* TRY IT:
Continue the editorial on the line-item veto from its last sentence.

ROANOKE TIMES Copyright (c) 1997, Roanoke Times DATE: Monday, January 6, 1997 TAG: 9701060104 SECTION: EDITORIAL PAGE: A-4 EDITION: METRO
WITH THE coming of the new year, a line-item budget veto for the president went into effect. Within 24 hours, its constitutionality was challenged in a lawsuit filed by six members of Congress.
While the suit is hardly frivolous, its outcome will have more effect on power balances in Washington than on the condition of the nation's finances. That's because, as a tool of fiscal control, the line-item veto is basically a sham. If anything, say some scholars, the likely effect over time will be to encourage rather than curb budgetary excess.
The new law does raise serious constitutional issues. The Constitution puts the power of the purse in congressional, not presidential, hands and requires that presidential vetoes be of whole bills, not parts of bills. Does the complicated procedure set up by the line-item law sufficiently sidestep constitutional provisions? And even assuming a current Congress can voluntarily alter its own rules to in effect establish a line-item veto, can future Congresses be made subject to such a constraint on constitutional powers?
If the answer to such questions turns out to be no, fret not.
In their 1994 book "Debt and Taxes," John H. Makin and Norman J. Ornstein of the American Enterprise Institute listed three devastating criticisms of the line-item veto. Time already has proved two correct, and given no reason to discount the third.
First, the deep deficit declines of recent years without benefit of line-item vetoes or balanced-budget amendments have shown that political will (assisted by an improved economy), and not structural gimmicks, is the key to fiscal responsibility. Second, entitlement programs like Social Security and Medicare are even more clearly today than in 1994 the areas where fiscal concern ought to be most intense, yet are outside the scope of line-item vetoes.

* DATA EXTRACTS:
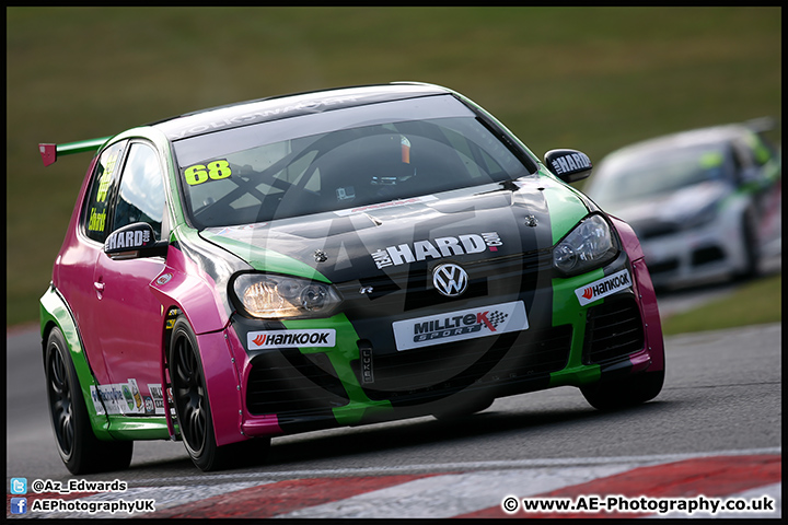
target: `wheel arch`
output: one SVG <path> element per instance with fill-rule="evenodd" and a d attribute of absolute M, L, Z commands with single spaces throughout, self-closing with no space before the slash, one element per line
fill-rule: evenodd
<path fill-rule="evenodd" d="M 71 357 L 74 371 L 77 372 L 79 387 L 82 392 L 82 398 L 85 400 L 85 408 L 93 433 L 102 441 L 115 441 L 109 433 L 109 421 L 106 415 L 97 413 L 93 404 L 88 401 L 93 397 L 91 386 L 97 386 L 99 382 L 95 380 L 88 357 L 84 353 L 82 337 L 80 336 L 79 327 L 73 318 L 71 308 L 54 284 L 50 284 L 49 289 L 40 298 L 39 311 L 42 361 L 44 361 L 44 365 L 46 366 L 46 347 L 49 334 L 57 327 L 66 340 L 67 350 Z"/>

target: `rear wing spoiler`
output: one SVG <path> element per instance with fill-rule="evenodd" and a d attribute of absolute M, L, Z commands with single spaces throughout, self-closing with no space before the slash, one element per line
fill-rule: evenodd
<path fill-rule="evenodd" d="M 112 137 L 103 137 L 101 139 L 80 140 L 78 142 L 68 142 L 65 144 L 38 144 L 38 151 L 42 154 L 44 165 L 55 164 L 58 155 L 70 155 L 72 153 L 84 153 L 85 151 L 96 151 L 104 142 Z"/>

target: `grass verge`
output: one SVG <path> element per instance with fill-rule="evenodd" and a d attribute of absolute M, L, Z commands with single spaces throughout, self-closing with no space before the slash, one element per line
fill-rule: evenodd
<path fill-rule="evenodd" d="M 783 275 L 750 282 L 731 295 L 662 322 L 662 334 L 721 330 L 783 319 Z"/>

* RESPONSE TO THE EXERCISE:
Makin-Ornstein criticism No. 3? Historically in Western democracies, the executive branch (whose powers are increased by the line-item veto) tends to be the promoter of big-government centralization, and the legislative branch (whose powers are weakened) to be the resister. With this in mind, they offered a couple of examples of how the line-item veto might have worked in the not-so-distant past.
In 1984, Republican President Ronald Reagan wanted more MX missiles than Congress was willing to fund. Had he had a line-item veto, he could have threatened to nix pet projects of MX-opposing congressmen. Net effect: more spending on the MX and retention of the congressional pets. In 1993, you change the details, from Reagan to Democratic President Clinton and from the MX to Clinton's proposed economic-stimulus package, but the dynamic is the same.
On this point, the final verdict may still be out. But those might-have-beens powerfully suggest a what-will-be.